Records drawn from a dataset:
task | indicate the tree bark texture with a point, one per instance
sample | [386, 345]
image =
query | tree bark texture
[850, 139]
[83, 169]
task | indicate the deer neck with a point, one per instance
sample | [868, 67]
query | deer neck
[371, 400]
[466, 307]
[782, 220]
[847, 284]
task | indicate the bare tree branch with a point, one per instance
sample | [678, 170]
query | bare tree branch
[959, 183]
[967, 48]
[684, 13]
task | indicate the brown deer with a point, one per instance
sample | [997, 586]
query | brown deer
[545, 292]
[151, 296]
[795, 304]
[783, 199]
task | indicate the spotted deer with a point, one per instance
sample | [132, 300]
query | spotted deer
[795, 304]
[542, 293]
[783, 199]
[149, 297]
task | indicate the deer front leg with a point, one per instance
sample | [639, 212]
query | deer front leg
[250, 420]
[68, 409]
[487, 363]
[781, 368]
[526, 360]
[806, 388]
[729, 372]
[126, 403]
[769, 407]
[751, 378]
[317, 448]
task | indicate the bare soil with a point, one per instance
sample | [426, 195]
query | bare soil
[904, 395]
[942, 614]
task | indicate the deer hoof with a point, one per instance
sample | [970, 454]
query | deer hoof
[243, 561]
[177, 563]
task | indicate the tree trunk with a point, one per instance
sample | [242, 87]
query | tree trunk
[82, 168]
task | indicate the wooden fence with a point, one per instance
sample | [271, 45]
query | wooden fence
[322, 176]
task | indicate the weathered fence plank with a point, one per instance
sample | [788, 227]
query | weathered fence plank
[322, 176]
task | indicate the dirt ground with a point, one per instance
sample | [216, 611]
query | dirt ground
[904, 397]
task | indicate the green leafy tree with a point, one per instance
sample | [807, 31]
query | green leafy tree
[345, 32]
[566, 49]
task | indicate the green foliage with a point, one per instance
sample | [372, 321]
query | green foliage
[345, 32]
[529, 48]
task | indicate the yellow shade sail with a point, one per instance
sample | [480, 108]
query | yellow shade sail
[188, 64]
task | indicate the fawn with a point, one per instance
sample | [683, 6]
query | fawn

§ TASK
Tally the lines in these entries that have the string "fawn" in them, then answer with the count and nothing else.

§ RESULT OF THE EXERCISE
2